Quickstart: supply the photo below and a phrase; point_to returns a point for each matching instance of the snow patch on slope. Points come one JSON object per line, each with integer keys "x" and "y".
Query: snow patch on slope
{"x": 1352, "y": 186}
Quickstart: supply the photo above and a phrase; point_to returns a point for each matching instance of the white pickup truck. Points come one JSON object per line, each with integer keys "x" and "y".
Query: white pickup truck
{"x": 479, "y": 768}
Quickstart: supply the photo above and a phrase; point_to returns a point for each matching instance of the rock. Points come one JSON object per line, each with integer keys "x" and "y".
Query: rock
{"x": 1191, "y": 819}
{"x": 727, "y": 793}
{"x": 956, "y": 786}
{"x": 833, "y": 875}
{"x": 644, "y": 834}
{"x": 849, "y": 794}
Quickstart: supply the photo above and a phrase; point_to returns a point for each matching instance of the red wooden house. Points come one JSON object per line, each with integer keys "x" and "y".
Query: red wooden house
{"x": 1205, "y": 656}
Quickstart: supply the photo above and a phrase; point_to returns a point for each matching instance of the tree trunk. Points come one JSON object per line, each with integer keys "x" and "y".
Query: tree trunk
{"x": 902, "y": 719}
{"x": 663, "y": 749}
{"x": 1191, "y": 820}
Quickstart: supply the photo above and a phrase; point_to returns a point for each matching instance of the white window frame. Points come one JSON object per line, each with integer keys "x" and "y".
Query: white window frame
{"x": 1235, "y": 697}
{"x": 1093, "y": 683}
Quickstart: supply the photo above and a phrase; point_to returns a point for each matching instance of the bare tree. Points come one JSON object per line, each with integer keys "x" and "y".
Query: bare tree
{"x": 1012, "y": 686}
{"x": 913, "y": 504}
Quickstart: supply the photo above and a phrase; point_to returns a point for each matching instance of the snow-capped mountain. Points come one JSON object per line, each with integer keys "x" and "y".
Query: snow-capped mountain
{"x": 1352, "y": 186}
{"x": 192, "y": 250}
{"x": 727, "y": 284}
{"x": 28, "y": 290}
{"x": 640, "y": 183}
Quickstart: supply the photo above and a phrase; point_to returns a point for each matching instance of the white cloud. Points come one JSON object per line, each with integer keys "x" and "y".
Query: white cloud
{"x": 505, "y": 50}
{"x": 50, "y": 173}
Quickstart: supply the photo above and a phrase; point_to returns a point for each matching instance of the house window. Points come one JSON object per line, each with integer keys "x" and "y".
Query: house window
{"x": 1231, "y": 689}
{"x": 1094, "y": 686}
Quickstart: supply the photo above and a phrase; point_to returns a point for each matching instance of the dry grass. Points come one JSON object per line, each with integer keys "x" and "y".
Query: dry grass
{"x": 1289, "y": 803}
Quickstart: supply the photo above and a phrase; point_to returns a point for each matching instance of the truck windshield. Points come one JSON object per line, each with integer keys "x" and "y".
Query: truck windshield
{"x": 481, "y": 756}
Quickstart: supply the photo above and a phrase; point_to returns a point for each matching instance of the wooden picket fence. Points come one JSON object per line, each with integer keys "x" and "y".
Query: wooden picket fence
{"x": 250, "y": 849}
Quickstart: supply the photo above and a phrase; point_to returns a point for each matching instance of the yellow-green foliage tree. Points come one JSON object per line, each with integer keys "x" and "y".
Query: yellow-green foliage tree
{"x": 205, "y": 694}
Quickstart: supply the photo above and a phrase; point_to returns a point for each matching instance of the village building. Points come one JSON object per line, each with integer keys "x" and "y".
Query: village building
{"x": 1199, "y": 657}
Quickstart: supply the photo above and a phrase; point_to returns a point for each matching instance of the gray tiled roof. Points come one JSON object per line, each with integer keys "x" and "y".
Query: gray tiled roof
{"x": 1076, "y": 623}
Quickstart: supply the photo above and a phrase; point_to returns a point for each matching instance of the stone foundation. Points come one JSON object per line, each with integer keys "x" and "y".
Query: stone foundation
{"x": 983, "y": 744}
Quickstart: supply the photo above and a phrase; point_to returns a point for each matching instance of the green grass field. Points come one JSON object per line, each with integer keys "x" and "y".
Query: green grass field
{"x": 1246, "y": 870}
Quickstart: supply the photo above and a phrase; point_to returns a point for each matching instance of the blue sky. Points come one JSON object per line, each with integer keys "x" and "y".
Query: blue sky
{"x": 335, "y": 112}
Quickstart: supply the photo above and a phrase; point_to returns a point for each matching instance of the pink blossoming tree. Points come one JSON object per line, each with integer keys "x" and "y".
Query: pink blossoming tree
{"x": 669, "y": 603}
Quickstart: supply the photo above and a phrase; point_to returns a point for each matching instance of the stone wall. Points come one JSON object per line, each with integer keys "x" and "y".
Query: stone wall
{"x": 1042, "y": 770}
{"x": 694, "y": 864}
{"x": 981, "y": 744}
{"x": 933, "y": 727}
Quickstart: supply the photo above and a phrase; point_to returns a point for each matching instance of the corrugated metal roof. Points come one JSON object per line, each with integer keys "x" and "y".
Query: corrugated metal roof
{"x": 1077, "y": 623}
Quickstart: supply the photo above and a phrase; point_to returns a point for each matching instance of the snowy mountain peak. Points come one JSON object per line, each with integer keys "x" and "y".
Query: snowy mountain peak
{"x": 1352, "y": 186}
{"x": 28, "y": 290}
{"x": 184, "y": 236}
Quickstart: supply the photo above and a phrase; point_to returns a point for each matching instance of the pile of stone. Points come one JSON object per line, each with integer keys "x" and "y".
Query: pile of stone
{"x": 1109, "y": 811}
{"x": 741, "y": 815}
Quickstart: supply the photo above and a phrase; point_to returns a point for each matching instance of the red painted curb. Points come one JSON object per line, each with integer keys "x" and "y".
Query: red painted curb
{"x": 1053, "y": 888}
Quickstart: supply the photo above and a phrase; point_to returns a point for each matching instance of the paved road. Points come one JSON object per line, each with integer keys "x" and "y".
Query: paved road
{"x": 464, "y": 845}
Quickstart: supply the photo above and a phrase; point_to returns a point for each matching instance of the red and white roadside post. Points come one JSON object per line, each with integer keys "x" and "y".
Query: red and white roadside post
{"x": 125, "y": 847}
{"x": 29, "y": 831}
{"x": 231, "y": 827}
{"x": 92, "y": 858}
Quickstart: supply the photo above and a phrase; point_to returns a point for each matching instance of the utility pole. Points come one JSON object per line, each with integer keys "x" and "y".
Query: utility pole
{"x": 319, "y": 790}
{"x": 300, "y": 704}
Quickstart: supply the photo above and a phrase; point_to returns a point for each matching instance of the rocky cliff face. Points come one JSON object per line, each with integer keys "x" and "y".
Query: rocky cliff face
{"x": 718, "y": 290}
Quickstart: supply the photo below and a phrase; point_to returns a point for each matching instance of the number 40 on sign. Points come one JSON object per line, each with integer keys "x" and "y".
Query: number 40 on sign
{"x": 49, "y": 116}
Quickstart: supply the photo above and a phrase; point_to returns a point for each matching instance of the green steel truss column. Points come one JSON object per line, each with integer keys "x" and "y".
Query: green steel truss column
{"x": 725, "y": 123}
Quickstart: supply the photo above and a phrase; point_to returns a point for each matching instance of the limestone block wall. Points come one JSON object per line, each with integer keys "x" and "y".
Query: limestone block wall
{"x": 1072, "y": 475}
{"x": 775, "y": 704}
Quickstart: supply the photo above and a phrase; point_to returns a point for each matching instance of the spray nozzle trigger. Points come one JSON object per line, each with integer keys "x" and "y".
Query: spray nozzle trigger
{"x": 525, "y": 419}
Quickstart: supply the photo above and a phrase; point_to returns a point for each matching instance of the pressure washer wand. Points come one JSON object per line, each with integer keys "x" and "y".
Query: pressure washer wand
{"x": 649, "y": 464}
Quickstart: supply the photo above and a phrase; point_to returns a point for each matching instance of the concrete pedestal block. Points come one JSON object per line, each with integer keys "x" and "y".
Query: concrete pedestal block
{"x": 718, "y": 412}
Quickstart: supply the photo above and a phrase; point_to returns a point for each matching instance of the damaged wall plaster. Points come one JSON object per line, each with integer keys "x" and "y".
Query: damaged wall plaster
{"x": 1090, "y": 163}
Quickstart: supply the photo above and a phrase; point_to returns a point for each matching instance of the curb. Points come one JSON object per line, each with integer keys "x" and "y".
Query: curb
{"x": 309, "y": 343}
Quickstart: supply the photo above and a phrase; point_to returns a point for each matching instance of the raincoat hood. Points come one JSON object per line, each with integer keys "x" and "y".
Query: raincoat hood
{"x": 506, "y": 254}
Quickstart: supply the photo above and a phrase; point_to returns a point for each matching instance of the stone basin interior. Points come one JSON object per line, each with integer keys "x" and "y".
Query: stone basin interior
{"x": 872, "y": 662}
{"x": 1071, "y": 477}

----------

* **Given instruction**
Extract, exactly as they appear, the lines from the one containing "of the curb." through the final line.

* **Written answer**
Quickstart: supply the photo above and a phrase; point_to returns a point for each matching instance of the curb. Points come one JSON object per line, each with integer keys "x" and "y".
Query: curb
{"x": 309, "y": 343}
Quickstart: supply the photo above and a phrase; point_to returns a point for each matching instance of the raincoat hood. Points come one JSON object per line, each with integer keys "x" and "y".
Query: raincoat hood
{"x": 506, "y": 254}
Quickstart: supply the photo above and a phrase; point_to returns a point for each matching instance of the stone basin interior. Points come one JSON object per line, each with integer keys "x" and "y".
Query: stone basin interior
{"x": 872, "y": 662}
{"x": 1071, "y": 477}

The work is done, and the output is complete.